Exercise directions: Please reproduce the listing below word for word, from beginning to end, leaving out the pictures.

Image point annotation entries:
_ _ _ _
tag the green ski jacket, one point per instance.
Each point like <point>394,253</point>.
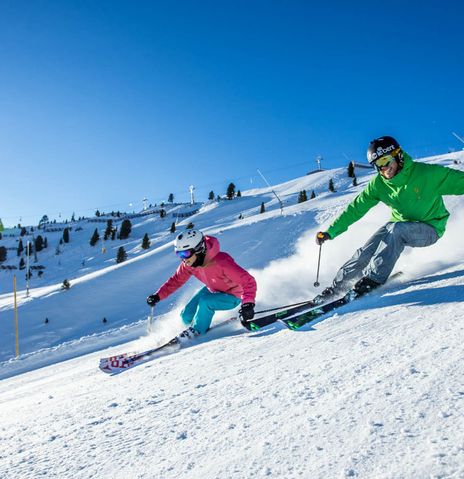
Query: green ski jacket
<point>414,194</point>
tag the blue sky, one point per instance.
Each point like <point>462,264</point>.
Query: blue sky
<point>105,103</point>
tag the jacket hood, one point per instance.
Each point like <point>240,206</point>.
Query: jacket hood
<point>212,248</point>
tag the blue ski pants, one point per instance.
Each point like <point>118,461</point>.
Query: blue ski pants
<point>377,258</point>
<point>199,311</point>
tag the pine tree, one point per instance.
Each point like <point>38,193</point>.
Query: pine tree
<point>230,191</point>
<point>95,237</point>
<point>351,170</point>
<point>126,228</point>
<point>331,186</point>
<point>122,255</point>
<point>39,243</point>
<point>20,247</point>
<point>109,228</point>
<point>66,235</point>
<point>145,242</point>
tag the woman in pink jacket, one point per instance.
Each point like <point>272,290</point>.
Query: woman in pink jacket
_ _ _ _
Solution for this task:
tag the green ski jacket, one point per instance.
Each point like <point>394,253</point>.
Query: green ski jacket
<point>414,194</point>
tag the blue sky, one point per instance.
Each point like <point>462,264</point>.
Query: blue sky
<point>105,103</point>
tag the jacket hood, one point per instance.
Each point like <point>240,206</point>.
Query: jacket hood
<point>212,248</point>
tag the blue ski pants, one point per instance.
Each point like <point>118,461</point>.
Query: blue ski pants
<point>377,258</point>
<point>199,311</point>
tag the pine tree, one point per instance.
Each point like <point>38,193</point>.
Query: pine tree
<point>230,191</point>
<point>95,237</point>
<point>351,170</point>
<point>126,228</point>
<point>331,186</point>
<point>122,255</point>
<point>39,243</point>
<point>20,247</point>
<point>109,228</point>
<point>66,235</point>
<point>145,242</point>
tag the woman in pink jacket, one point per instance.
Each point like <point>272,290</point>.
Query: woman in pink jacket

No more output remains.